▸ Document
[Iris-Club] Classical version of Iris?

Derek Dreyer dreyer at mpi-sws.org
Sun Aug 14 17:39:17 CEST 2016

Hehe (egg on face)...now I really do need to read your POPL
submission.  Sadly, it's still buried under the ones I actually have
to review. :-)

Sure, if you make the logic linear but restrict invariants to be
affine, then there's no problem.  But indeed I was imagining a
scenario of tracking memory usage where you would want to transfer
ownership of memory in invariants and then, as you said, this would
not be sufficient.

I'm curious to understand why you found linearity necessary to ensure
that resources were not thrown away.  Why is it not sufficient to say
that resource allocation requires some ghost permission, which then
gets returned upon deallocation (or maybe a ghost receipt is
returned).  Then you give the program some permissions to start and
insist that it return them (or the corresponding receipts) after it's
done.  Is strict linearity just more convenient than this, or is it
fundamentally necessary for some reason?

>> In that case, the only way to regain precise
>> tracking of resources would be to explicitly keep track of all known
>> invariants and thread such reasoning through specs, which goes against
>> the use of invariants to model hidden state.  I think that can't
>> possibly work.
> I don't understand what you mean here. As long as you can still frame away
> knowledge of invariant assertions, why would it be so bad?

What I meant was that if you can't hide invariants, then you would
have to thread them through the operations of an ADT, and that would
seem to force sequential use of the operations, no?

I'm going to keep shooting from the hip and saying incorrect things
until my students correct me. :-)


>> On Sun, Aug 14, 2016 at 2:27 PM, Derek Dreyer <dreyer at mpi-sws.org> wrote:
>>> No one is developing a classical version of Iris, so far as I know.  I
>>> don't know if I've ever thought much about what a classical version
>>> would look like, but I imagine that if it makes sense at all, it would
>>> be very painful to work with because you would lose monotonicity.

▸ Objective 1
Report each line of the rows that contains the string "shorts".
The rows have nothing to do with the Iris-Club message.

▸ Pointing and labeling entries
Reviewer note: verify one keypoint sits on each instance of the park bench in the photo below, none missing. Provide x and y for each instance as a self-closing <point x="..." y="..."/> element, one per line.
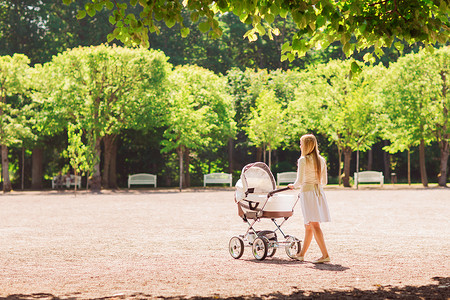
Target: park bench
<point x="217" y="178"/>
<point x="141" y="178"/>
<point x="286" y="177"/>
<point x="67" y="181"/>
<point x="369" y="176"/>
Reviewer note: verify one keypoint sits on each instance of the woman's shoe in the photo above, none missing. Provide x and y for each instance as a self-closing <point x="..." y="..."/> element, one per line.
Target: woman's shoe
<point x="321" y="260"/>
<point x="300" y="258"/>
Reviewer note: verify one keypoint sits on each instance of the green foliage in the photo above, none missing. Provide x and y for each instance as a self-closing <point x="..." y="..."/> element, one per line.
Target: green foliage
<point x="104" y="90"/>
<point x="370" y="23"/>
<point x="266" y="125"/>
<point x="200" y="112"/>
<point x="15" y="120"/>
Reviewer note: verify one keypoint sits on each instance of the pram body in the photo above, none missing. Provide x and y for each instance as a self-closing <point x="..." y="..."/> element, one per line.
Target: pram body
<point x="257" y="198"/>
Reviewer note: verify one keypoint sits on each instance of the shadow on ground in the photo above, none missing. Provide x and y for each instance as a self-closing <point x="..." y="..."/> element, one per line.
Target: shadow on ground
<point x="441" y="290"/>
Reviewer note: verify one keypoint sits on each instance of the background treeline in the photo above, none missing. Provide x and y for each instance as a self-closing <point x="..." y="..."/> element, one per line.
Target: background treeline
<point x="205" y="105"/>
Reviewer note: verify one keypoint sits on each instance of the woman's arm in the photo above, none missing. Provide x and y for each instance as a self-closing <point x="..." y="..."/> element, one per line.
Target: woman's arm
<point x="323" y="173"/>
<point x="300" y="172"/>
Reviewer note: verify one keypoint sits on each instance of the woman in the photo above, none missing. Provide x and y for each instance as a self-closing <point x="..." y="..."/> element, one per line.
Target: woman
<point x="311" y="176"/>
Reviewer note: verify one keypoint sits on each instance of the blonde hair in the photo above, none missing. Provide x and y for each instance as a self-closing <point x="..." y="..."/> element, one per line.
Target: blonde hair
<point x="310" y="147"/>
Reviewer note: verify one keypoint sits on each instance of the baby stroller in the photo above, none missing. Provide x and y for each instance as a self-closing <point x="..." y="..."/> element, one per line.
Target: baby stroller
<point x="256" y="197"/>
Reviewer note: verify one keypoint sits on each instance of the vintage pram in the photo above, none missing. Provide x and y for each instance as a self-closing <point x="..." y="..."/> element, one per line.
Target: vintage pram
<point x="256" y="197"/>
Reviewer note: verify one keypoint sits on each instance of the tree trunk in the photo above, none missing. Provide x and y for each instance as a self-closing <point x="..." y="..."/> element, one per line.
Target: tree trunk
<point x="113" y="166"/>
<point x="180" y="157"/>
<point x="264" y="153"/>
<point x="387" y="163"/>
<point x="187" y="161"/>
<point x="347" y="160"/>
<point x="339" y="168"/>
<point x="442" y="177"/>
<point x="23" y="169"/>
<point x="370" y="160"/>
<point x="443" y="144"/>
<point x="258" y="154"/>
<point x="270" y="159"/>
<point x="7" y="187"/>
<point x="423" y="170"/>
<point x="230" y="155"/>
<point x="108" y="142"/>
<point x="37" y="157"/>
<point x="409" y="167"/>
<point x="96" y="180"/>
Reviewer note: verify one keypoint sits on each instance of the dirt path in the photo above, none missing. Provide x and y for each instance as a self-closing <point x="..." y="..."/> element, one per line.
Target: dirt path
<point x="383" y="243"/>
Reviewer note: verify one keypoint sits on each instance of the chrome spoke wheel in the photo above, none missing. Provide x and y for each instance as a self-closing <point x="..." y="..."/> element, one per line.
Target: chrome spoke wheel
<point x="293" y="247"/>
<point x="260" y="248"/>
<point x="236" y="247"/>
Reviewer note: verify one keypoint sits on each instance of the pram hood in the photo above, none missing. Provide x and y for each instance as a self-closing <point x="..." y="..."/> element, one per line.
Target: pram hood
<point x="255" y="178"/>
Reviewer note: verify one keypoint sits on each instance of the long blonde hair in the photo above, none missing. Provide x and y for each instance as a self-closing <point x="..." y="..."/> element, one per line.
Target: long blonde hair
<point x="310" y="147"/>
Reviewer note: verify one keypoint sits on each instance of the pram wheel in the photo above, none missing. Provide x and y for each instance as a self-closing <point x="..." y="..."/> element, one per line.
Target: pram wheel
<point x="293" y="247"/>
<point x="236" y="247"/>
<point x="271" y="252"/>
<point x="271" y="236"/>
<point x="260" y="248"/>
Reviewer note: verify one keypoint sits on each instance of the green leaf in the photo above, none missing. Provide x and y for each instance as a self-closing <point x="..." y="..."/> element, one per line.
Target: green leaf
<point x="194" y="16"/>
<point x="356" y="69"/>
<point x="399" y="46"/>
<point x="261" y="29"/>
<point x="109" y="5"/>
<point x="185" y="31"/>
<point x="320" y="21"/>
<point x="91" y="12"/>
<point x="81" y="14"/>
<point x="203" y="27"/>
<point x="169" y="22"/>
<point x="269" y="18"/>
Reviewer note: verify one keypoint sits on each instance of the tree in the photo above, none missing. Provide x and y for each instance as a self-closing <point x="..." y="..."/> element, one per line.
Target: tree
<point x="266" y="128"/>
<point x="14" y="125"/>
<point x="343" y="109"/>
<point x="199" y="113"/>
<point x="416" y="102"/>
<point x="106" y="89"/>
<point x="319" y="22"/>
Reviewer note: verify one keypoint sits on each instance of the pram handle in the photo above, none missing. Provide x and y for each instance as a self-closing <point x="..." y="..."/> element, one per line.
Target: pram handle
<point x="270" y="194"/>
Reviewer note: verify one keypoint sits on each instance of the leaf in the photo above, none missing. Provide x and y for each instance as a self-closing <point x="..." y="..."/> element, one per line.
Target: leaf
<point x="169" y="22"/>
<point x="185" y="31"/>
<point x="261" y="29"/>
<point x="269" y="18"/>
<point x="112" y="20"/>
<point x="194" y="16"/>
<point x="109" y="5"/>
<point x="320" y="21"/>
<point x="81" y="14"/>
<point x="356" y="69"/>
<point x="203" y="27"/>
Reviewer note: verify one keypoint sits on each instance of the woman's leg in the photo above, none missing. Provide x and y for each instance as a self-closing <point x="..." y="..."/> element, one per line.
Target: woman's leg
<point x="318" y="235"/>
<point x="307" y="240"/>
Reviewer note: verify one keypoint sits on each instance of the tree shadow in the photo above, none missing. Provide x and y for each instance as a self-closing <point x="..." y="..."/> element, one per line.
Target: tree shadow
<point x="441" y="290"/>
<point x="282" y="261"/>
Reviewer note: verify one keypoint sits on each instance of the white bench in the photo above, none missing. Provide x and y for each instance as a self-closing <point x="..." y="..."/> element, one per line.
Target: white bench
<point x="286" y="177"/>
<point x="217" y="178"/>
<point x="66" y="181"/>
<point x="141" y="178"/>
<point x="369" y="176"/>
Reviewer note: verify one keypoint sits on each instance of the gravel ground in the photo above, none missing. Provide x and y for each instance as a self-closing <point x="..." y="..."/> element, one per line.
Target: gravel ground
<point x="384" y="243"/>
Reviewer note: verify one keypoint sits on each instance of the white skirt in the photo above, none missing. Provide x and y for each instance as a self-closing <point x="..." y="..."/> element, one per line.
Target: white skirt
<point x="314" y="204"/>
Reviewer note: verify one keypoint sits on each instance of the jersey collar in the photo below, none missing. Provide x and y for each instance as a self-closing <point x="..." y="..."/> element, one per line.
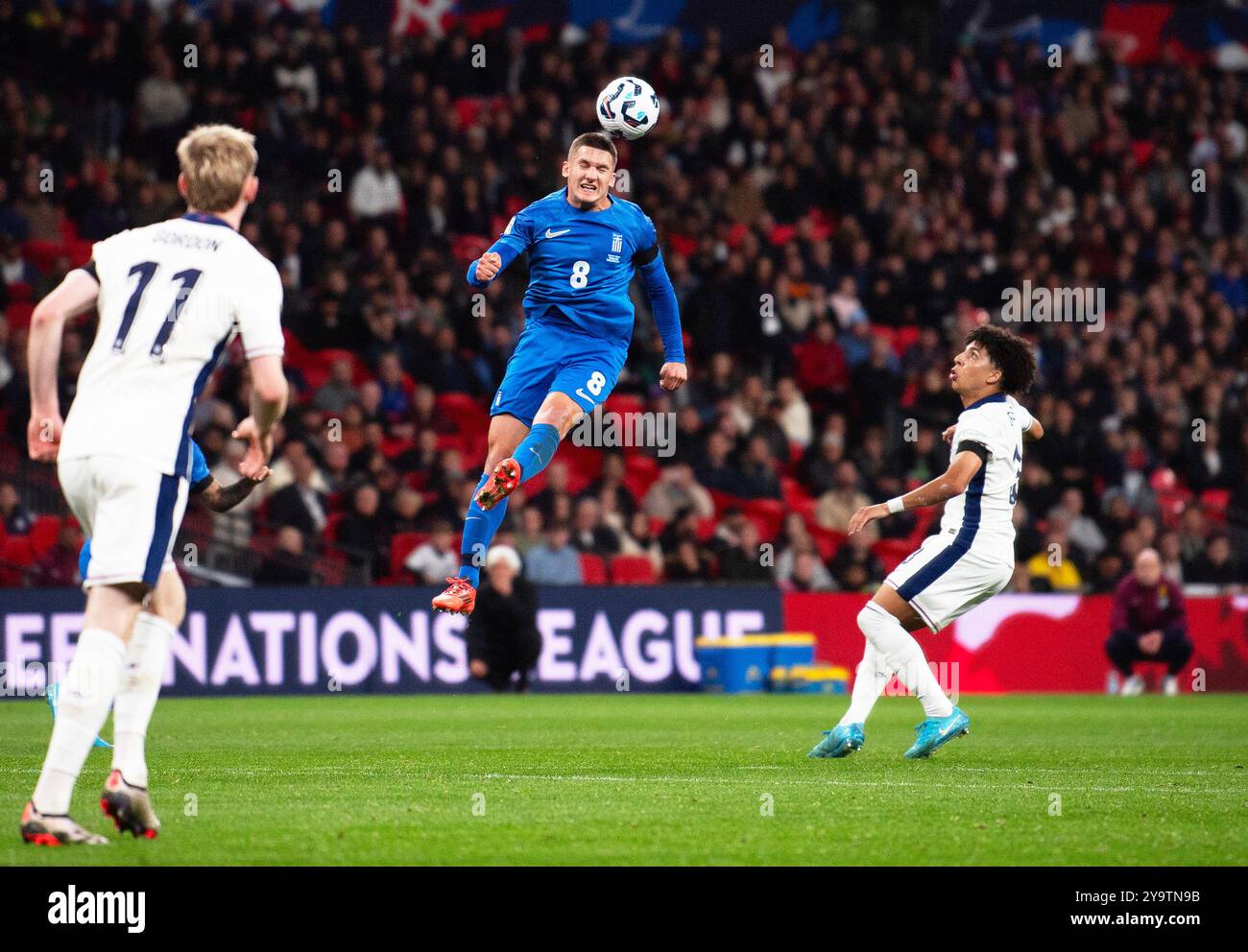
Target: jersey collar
<point x="598" y="211"/>
<point x="204" y="219"/>
<point x="990" y="398"/>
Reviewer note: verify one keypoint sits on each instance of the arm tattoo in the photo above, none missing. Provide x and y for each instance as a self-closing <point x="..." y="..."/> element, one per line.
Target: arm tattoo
<point x="223" y="498"/>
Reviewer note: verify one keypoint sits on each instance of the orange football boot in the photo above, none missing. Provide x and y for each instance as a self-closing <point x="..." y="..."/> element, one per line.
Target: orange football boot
<point x="499" y="486"/>
<point x="458" y="599"/>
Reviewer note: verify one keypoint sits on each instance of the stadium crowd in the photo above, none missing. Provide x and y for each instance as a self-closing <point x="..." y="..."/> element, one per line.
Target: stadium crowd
<point x="834" y="223"/>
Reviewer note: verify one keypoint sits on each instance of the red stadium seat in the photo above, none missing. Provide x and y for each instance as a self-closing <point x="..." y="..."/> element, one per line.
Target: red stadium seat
<point x="400" y="547"/>
<point x="42" y="535"/>
<point x="624" y="403"/>
<point x="15" y="556"/>
<point x="17" y="313"/>
<point x="768" y="514"/>
<point x="593" y="569"/>
<point x="331" y="527"/>
<point x="725" y="501"/>
<point x="632" y="570"/>
<point x="639" y="474"/>
<point x="1215" y="501"/>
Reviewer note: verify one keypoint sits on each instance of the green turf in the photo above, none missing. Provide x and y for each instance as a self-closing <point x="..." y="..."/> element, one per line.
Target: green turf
<point x="635" y="778"/>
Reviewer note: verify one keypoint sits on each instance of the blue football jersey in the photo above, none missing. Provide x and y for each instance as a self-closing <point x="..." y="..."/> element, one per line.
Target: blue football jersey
<point x="581" y="262"/>
<point x="199" y="466"/>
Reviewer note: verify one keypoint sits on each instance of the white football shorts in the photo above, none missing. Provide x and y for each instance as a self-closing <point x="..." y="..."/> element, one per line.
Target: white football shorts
<point x="944" y="578"/>
<point x="130" y="512"/>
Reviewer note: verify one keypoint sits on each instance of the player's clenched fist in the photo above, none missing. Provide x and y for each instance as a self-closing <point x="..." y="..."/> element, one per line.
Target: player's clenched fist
<point x="260" y="449"/>
<point x="673" y="375"/>
<point x="864" y="515"/>
<point x="488" y="266"/>
<point x="44" y="437"/>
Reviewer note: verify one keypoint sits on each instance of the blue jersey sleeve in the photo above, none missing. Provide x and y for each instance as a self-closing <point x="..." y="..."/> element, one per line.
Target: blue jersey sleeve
<point x="515" y="241"/>
<point x="84" y="558"/>
<point x="200" y="474"/>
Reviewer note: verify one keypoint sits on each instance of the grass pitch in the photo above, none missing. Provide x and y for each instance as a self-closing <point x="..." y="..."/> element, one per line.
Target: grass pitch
<point x="674" y="778"/>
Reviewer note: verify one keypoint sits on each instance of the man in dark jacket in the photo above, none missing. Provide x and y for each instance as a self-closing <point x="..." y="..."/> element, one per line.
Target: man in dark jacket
<point x="503" y="638"/>
<point x="1148" y="624"/>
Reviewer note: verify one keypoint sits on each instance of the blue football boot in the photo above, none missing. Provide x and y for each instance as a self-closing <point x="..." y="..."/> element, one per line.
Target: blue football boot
<point x="53" y="695"/>
<point x="937" y="731"/>
<point x="839" y="741"/>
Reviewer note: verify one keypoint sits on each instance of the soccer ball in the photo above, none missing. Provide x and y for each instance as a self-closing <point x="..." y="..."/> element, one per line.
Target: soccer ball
<point x="628" y="107"/>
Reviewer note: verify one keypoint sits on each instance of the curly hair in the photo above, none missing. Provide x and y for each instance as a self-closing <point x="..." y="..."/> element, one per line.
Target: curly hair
<point x="1010" y="353"/>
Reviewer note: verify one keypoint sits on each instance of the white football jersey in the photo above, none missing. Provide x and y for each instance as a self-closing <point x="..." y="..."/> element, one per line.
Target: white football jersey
<point x="984" y="514"/>
<point x="171" y="298"/>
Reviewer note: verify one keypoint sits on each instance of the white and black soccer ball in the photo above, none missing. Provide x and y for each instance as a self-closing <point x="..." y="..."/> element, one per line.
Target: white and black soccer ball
<point x="628" y="107"/>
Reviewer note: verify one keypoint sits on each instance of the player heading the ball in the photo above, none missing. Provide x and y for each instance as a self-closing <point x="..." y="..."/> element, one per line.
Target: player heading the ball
<point x="585" y="248"/>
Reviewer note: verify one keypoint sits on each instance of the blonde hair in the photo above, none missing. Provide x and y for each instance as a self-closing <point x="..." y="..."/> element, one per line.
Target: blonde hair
<point x="216" y="161"/>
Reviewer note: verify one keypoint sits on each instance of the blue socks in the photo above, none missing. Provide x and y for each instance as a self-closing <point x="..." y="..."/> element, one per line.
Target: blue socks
<point x="537" y="450"/>
<point x="533" y="454"/>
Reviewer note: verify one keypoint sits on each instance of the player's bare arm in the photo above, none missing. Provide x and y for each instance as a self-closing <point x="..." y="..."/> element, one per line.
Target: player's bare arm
<point x="269" y="394"/>
<point x="488" y="266"/>
<point x="673" y="375"/>
<point x="223" y="498"/>
<point x="952" y="482"/>
<point x="75" y="295"/>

▸ Objective 2
Decide whether each statement agrees with the Iris-Club message, answering yes or no and quoting the words from the message that settle it: (a) The writer has already read the POPL submission. (b) The writer sees no problem in making the logic linear while restricting invariants to be affine. (c) The earlier message reports that someone is developing a classical version of Iris.

▸ Expected output 1
Reviewer note: verify one keypoint sits on each instance of the white football shorts in the photo above, none missing. Provide x and y for each instance as a self-closing <point x="..." y="..."/> element, one per line.
Target: white football shorts

▸ Expected output 2
(a) No: "it's still buried under the ones I actually have to review"
(b) Yes: "if you make the logic linear but restrict invariants to be affine, then there's no problem"
(c) No: "No one is developing a classical version of Iris, so far as I know."